### Set exercise
Print, word for word, the part of the blog excerpt below between "Ramona Quimby, Age" and "and it's dizzying.", inclusive.

Wednesday, August 25, 2010

General Boarding Will Begin in a Few Minutes

I'm at Logan Airport right now waiting to fly away to Ohio. It's a work thing and I feel positively nothing like George Clooney. I wish I had a tightly packed carry-on and was a very handsome bachelor (I actually don't think he's that good looking, is that weird?)

They make you watch some commercial video before they allow you to have wireless access - but I totally won that game by staring at the coffee counter while it played. I think Logan just got served.

Ryan is in San Francisco at a baseball game. On the phone you can hear all kinds of ambient noise that suggests a picture of cheerful cheering fans, happy half-eaten hot dogs, tans, just tons of happy tanned people who love baseball and get to live in California. Meanwhile, back in East Boston everything is a pretty blinding shade of gray and the light at the end of the tunnel is a deluxe room at the La Quinta next to the Cleveland airport. DUMPS! I'M IN 'EM! I don't think Doritos will help but I'm wondering if it's worth a shot.

My dad gave me a crossword puzzle and a newly sharpened pencil, and earlier today I downloaded "The Orchard", Ra Ra Riot's new CD -- so these are the things that I'm concentrating on. Really trying not to think about those Doritos. Or moving to California.

You know, that girl from Up in the Air that won an Oscar is also featured in the Twilight movies. How stupid does that make Kristen Stewart feel? Or maybe Kristen Stewart doesn't feel stupid, she only ever feels tired and peeved. I think I feel like Kristen Stewart. Not George Clooney.


Tuesday, August 24, 2010

Ramona Quimby, Age A Bajillion

Beverly Cleary is currently on CBS news. She is grandmotherly in the strictest sense, an Easter-white halo of hair and delicate cardigan over her shoulders. She used to be a children's' librarian, she says. She also says that kids are very much the same inside today as they were when she began writing books. She's written more than thirty books. She says she doesn't have any idea what a Kindle is.

My aunt Mary is a children's' librarian and the most voracious reader I've ever met. She zooms through books daily, weekly, and is full of wonderful observations about her words and worlds. Sometimes I think of how many people and stories (real and imagined) must occupy her brain and it's dizzying.

### Provided data
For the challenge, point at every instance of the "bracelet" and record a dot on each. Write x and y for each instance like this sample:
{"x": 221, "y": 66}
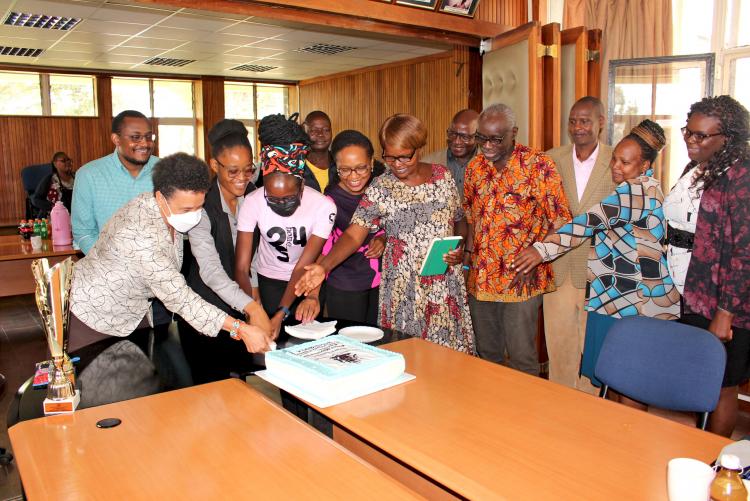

### Response
Ramona Quimby, Age A Bajillion

Beverly Cleary is currently on CBS news. She is grandmotherly in the strictest sense, an Easter-white halo of hair and delicate cardigan over her shoulders. She used to be a children's' librarian, she says. She also says that kids are very much the same inside today as they were when she began writing books. She's written more than thirty books. She says she doesn't have any idea what a Kindle is.

My aunt Mary is a children's' librarian and the most voracious reader I've ever met. She zooms through books daily, weekly, and is full of wonderful observations about her words and worlds. Sometimes I think of how many people and stories (real and imagined) must occupy her brain and it's dizzying.